**Task directions**. Show all lines of the listing that contain the word "looks".

**Data shown**.
- Opening Delimiter -
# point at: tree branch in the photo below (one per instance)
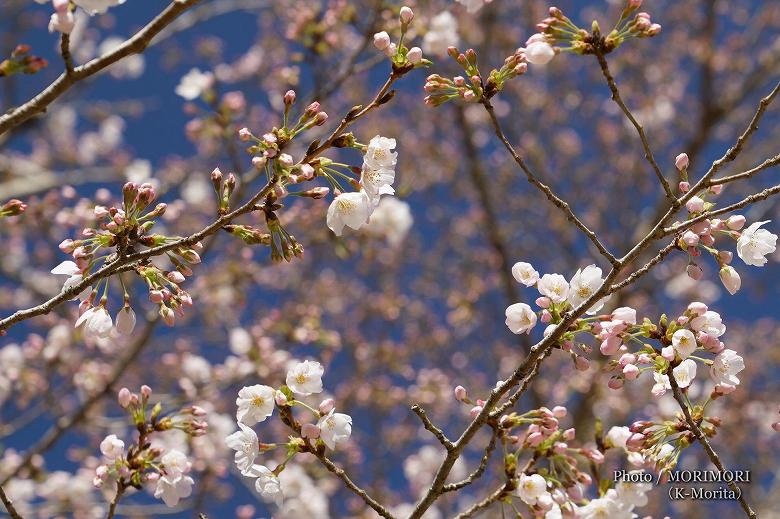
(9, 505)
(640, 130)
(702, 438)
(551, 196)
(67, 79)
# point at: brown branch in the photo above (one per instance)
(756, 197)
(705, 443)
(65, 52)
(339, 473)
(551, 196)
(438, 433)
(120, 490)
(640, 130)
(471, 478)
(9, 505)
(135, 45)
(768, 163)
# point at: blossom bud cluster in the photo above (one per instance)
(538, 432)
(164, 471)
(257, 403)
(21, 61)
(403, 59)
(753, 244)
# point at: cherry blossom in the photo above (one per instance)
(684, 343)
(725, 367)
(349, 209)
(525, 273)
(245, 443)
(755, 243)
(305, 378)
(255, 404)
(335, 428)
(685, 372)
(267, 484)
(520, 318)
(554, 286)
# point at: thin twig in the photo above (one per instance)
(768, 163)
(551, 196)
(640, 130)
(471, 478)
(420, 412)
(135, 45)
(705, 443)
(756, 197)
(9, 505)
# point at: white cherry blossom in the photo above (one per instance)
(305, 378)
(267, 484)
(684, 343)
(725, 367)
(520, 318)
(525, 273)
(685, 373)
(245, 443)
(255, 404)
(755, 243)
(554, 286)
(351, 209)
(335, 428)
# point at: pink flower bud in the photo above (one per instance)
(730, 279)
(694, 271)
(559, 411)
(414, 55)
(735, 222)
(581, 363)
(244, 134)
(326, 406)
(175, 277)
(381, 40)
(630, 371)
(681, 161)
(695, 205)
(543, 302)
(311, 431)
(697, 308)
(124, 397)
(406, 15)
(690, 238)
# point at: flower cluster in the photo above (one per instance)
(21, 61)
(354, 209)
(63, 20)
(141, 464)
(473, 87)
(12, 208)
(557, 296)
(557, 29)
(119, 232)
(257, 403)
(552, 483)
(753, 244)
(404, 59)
- Closing Delimiter -
- Opening Delimiter -
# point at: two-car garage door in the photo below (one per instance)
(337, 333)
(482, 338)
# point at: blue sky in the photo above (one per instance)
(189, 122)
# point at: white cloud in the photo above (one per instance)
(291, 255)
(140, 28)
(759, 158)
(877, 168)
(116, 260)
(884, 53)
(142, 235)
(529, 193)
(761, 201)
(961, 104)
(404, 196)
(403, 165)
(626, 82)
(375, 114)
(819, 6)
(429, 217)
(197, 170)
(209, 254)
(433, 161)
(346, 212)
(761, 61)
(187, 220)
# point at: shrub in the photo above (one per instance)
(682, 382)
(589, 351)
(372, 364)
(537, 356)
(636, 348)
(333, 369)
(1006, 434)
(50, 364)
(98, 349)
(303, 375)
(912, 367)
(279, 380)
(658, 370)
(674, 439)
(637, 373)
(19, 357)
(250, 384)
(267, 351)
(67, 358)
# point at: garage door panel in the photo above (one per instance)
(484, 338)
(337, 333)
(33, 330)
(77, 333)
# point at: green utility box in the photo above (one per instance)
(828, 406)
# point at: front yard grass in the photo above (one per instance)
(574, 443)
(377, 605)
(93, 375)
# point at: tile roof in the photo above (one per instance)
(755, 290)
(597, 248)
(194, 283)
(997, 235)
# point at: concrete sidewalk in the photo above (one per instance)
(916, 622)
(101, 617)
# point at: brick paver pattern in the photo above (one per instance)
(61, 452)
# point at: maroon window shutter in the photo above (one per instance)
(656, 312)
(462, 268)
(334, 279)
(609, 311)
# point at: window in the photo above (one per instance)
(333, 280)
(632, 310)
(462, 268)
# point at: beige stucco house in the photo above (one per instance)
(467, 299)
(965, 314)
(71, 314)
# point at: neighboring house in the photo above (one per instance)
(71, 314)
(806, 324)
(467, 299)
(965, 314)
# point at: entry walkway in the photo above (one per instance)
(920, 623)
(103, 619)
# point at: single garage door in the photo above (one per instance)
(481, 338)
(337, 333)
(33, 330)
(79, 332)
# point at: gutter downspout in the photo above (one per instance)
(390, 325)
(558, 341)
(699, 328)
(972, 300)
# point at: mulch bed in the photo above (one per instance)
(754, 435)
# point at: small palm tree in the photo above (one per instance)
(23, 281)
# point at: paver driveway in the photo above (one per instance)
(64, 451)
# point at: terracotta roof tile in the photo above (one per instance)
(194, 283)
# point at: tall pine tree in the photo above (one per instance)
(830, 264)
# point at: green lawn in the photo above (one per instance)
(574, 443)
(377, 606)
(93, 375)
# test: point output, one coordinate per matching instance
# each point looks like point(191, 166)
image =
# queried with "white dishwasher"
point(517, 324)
- Closing Delimiter -
- Opening Delimiter -
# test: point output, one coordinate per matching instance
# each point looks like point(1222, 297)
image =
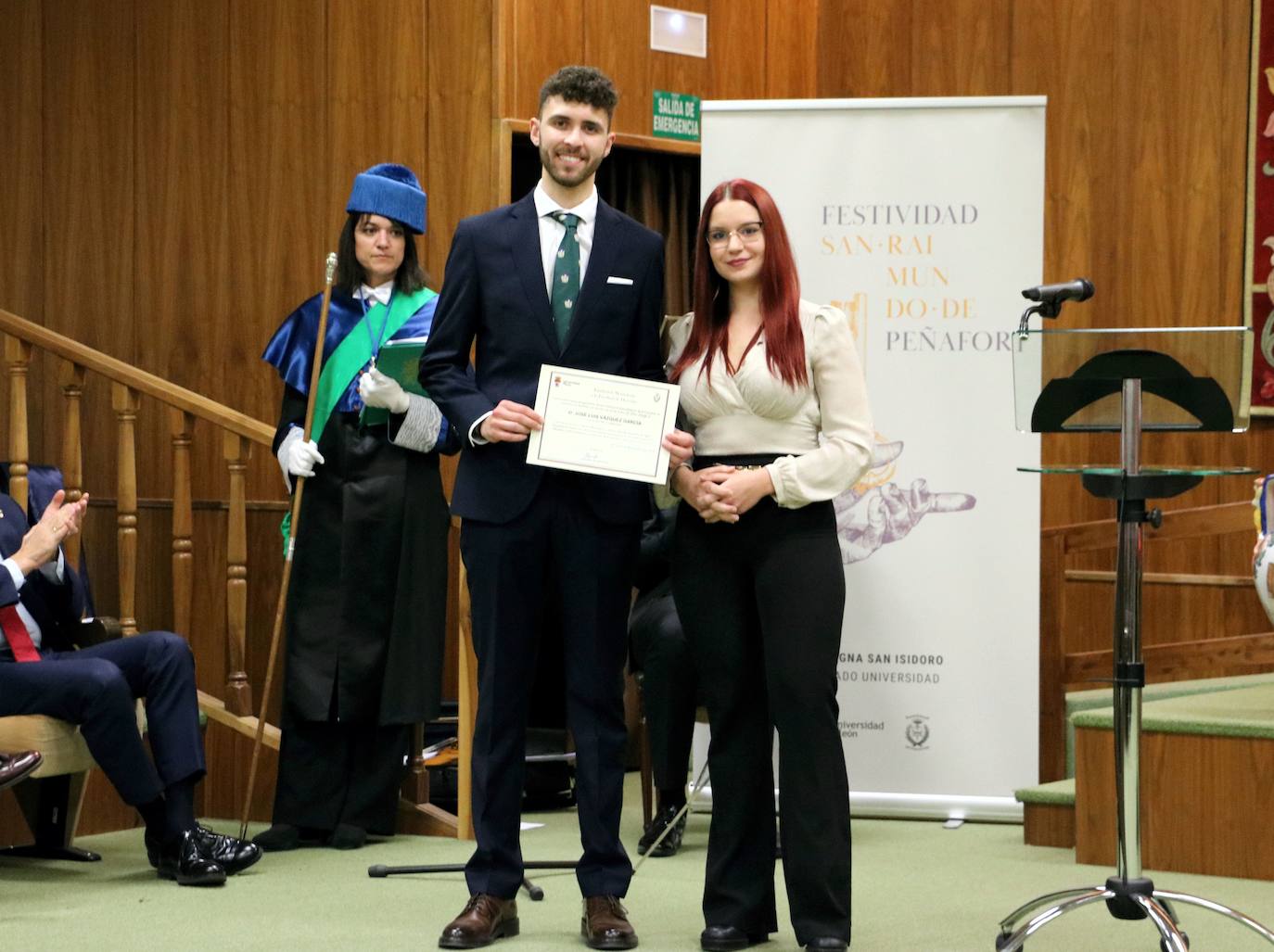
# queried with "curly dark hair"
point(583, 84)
- Closing Delimiter -
**Task solution**.
# each point looks like point(191, 166)
# each point looks like point(1222, 297)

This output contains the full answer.